Des enfants et leur professeur s’en vont en classe verte. Verte ? Grise plutôt ! Car notre petit groupe part visiter la lune ! Pendant que ses camarades et son enseignant explorent cet astre, une petite fille, un peu lunaire justement, en profite pour croquer la terre vue de son satellite et finit par s’assoupir. A son réveil, la classe est repartie sans elle ! C’est alors qu’elle va faire une bien étrange rencontre… Classe de Lune est un album sans texte, poétique, qui prends son temps pour nous parler de contemplation et d’imagination. Les illustrations à la peinture supportent efficacement le récit et le contraste en noir et blanc des paysages lunaires permettent de détacher les petits détails de la rencontre du 3e type qui se déroule sous nos yeux. Avec notre petite héroïne, nous traversons merveilleusement toutes les émotions qu’elle peut ressentir grâce à une illustration subtile et maîtrisée : la peur, la curiosité, la mélancolie… De plus, John Hare réussit le tour de force de ne pas utiliser les expressions faciales car notre petite astronaute garde sa combinaison spatiale pendant presque toute l’histoire. Enfin, le thème original (une classe verte sur la lune, qui n’en rêverait pas ?) ravira les enfants, petits et grands, qui ont la tête dans les étoiles.
David Merveille n’en est pas à son coup d’essai en ce qui concerne Monsieur Hulot, le personnage emblématique et bien connu du réalisateur Jacques Tati.
○ ○ ○ ○ ○ ○ ○
TÂCHE 1: Recopiez, dans le texte fourni, le passage qui va de « David Merveille n’en » jusqu'à « réalisateur Jacques Tati. ».
TÂCHE 2: Résumez en deux phrases ce que le texte fourni dit de l'album Classe de Lune.
TÂCHE 3: D'après le texte fourni, que fait la petite fille pendant que ses camarades et son enseignant explorent la lune ?
Aucune des entrées n'est nécessaire pour accomplir les tâches.
○ ○ ○ ○ ○ ○ ○
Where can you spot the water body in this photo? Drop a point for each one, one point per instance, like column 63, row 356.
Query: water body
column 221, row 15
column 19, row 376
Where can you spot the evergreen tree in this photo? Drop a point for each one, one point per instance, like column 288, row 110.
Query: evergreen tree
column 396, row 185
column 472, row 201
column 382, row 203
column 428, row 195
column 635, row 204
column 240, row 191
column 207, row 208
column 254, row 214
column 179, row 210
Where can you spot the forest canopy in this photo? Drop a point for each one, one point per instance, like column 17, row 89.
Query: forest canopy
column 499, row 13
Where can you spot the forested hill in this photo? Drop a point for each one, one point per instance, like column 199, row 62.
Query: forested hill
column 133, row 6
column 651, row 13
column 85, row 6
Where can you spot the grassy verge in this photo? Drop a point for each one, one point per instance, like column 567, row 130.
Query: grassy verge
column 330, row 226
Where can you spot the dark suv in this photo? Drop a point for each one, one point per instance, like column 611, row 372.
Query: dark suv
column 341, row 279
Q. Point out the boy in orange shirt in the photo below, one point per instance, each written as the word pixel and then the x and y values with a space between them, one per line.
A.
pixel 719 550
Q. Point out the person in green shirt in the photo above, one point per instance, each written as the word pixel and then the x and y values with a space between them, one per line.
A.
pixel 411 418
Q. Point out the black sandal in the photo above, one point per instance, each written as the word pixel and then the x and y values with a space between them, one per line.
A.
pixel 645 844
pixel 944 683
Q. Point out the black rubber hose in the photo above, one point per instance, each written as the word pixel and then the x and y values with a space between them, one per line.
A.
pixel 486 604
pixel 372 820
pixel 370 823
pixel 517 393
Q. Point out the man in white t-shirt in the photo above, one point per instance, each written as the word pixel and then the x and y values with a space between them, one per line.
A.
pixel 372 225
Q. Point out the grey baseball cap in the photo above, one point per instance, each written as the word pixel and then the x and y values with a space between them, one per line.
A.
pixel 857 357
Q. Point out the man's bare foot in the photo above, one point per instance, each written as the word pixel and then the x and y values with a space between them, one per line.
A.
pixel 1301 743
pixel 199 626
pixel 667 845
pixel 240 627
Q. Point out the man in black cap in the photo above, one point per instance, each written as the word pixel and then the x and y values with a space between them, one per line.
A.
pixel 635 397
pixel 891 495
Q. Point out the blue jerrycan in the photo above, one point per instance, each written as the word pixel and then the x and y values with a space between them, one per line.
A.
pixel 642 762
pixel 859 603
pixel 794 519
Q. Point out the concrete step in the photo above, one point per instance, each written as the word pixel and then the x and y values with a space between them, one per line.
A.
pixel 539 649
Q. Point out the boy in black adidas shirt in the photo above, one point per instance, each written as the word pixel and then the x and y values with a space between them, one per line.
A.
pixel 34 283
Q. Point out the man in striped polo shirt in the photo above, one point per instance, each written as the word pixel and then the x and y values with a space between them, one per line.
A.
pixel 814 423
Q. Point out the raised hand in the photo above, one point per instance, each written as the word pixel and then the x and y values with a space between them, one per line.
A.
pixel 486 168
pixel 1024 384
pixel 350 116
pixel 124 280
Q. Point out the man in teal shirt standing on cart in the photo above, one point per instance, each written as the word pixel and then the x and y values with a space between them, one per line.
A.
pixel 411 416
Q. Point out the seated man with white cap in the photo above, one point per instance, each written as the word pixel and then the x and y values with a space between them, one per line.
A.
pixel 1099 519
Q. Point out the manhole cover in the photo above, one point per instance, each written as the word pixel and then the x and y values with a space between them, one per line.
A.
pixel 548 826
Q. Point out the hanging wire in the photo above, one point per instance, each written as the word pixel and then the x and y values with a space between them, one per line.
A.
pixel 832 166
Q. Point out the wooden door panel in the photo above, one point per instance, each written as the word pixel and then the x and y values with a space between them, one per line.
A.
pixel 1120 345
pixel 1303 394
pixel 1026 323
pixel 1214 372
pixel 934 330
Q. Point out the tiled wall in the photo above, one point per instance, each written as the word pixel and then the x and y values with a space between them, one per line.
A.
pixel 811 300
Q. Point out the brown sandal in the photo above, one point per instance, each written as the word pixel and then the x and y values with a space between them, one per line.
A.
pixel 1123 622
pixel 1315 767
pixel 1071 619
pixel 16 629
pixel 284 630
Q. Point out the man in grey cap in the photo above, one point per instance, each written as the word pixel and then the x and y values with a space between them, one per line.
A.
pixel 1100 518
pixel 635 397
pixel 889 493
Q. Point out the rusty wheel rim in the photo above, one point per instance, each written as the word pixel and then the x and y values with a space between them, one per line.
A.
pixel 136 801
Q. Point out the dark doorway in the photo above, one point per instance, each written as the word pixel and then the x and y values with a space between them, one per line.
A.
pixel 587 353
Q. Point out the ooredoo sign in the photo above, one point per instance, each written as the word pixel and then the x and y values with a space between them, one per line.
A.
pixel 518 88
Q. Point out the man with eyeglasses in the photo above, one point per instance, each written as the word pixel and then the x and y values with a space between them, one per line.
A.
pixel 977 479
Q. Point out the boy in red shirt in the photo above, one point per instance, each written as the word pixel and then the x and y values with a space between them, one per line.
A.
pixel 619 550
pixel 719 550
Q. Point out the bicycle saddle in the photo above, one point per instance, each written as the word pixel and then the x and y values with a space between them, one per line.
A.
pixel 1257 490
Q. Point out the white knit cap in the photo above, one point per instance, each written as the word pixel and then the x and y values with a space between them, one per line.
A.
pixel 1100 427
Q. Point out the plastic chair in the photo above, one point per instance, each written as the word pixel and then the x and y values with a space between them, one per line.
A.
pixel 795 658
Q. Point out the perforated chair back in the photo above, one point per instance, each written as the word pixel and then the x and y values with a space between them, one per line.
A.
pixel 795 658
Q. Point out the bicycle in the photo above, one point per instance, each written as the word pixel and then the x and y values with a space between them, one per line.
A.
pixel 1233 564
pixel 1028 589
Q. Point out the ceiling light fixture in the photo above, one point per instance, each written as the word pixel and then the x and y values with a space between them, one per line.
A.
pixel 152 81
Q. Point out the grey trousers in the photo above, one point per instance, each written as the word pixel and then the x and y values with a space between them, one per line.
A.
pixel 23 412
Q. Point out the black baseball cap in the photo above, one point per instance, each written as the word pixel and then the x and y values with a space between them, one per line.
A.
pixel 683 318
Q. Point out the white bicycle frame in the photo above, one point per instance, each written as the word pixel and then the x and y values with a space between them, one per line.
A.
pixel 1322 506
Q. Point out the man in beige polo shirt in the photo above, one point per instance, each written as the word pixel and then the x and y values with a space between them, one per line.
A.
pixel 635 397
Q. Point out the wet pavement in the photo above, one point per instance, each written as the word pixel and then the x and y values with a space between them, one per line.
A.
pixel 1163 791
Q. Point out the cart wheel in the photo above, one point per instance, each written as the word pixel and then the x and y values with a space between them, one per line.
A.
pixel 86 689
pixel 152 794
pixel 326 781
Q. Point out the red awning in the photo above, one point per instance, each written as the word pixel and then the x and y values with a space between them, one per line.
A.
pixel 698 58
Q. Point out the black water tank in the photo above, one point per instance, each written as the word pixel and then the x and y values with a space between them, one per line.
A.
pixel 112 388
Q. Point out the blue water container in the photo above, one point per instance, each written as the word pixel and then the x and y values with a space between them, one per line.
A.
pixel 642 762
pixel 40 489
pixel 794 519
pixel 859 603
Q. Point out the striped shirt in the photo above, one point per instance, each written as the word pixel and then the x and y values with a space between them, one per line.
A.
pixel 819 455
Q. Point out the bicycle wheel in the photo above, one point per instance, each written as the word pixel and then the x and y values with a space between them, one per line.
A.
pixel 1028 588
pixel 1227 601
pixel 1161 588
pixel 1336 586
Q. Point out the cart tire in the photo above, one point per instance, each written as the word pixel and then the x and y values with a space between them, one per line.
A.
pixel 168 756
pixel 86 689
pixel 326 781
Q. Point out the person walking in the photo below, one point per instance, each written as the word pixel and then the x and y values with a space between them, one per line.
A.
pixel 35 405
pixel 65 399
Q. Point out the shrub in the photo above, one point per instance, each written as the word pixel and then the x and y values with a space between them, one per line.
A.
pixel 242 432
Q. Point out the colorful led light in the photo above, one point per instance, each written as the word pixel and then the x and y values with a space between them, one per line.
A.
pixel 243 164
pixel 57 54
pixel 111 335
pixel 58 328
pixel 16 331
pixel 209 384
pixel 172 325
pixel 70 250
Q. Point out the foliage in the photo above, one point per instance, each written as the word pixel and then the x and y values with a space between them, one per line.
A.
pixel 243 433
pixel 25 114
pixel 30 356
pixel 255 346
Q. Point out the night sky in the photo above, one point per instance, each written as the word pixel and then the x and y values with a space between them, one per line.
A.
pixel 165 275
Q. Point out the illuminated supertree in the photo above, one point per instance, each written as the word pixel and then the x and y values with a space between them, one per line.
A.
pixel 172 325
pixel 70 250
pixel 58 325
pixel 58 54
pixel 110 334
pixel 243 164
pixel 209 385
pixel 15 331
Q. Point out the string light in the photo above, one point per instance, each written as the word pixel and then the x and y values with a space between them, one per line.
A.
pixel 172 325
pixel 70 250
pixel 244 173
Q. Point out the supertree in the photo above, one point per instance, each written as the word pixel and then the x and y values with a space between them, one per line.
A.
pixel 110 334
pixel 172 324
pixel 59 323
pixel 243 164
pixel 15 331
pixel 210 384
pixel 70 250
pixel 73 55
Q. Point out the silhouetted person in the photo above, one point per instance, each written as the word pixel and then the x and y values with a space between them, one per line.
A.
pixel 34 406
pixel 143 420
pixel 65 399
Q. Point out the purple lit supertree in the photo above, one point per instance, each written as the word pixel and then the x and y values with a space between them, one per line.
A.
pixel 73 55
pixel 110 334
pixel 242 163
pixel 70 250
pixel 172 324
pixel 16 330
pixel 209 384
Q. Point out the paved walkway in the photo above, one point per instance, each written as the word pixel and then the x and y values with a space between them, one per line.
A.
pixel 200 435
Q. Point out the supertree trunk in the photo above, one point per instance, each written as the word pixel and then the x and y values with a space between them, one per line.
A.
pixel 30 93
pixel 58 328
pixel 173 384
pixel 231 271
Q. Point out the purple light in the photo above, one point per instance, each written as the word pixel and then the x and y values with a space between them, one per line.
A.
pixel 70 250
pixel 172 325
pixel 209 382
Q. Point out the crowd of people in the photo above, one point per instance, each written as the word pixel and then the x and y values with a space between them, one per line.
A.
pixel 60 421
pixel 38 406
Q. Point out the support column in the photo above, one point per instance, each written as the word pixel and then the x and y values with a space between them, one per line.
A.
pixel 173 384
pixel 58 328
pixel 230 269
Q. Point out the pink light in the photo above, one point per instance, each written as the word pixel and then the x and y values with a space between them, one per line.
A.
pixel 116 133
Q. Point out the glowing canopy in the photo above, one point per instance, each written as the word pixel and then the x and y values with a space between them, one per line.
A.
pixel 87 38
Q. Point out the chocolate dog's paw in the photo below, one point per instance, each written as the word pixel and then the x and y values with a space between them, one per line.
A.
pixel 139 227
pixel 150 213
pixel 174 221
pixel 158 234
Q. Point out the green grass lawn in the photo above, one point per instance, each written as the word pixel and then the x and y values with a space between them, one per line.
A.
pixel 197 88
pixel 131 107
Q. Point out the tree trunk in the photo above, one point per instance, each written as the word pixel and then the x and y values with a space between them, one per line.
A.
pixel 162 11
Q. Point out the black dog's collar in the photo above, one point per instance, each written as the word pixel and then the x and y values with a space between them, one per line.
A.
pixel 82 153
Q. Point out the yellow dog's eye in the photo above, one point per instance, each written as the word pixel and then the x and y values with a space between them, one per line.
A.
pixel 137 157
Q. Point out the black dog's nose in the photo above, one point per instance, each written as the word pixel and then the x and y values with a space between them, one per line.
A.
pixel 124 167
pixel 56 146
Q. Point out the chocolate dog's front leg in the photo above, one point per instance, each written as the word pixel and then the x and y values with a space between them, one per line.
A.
○ ○ ○ ○ ○ ○ ○
RÉPONSE 1:
David Merveille n’en est pas à son coup d’essai en ce qui concerne Monsieur Hulot, le personnage emblématique et bien connu du réalisateur Jacques Tati.

RÉPONSE 2: Dans l'album sans texte Classe de Lune, une petite fille partie visiter la lune avec ses camarades et son enseignant s'assoupit en dessinant la terre, se réveille alors que la classe est repartie sans elle et fait une bien étrange rencontre. Les illustrations à la peinture, avec le contraste en noir et blanc des paysages lunaires, font traverser les émotions de l'héroïne sans recourir aux expressions faciales, et le thème original ravira les enfants.

RÉPONSE 3: Elle en profite pour croquer la terre vue de son satellite, puis finit par s'assoupir.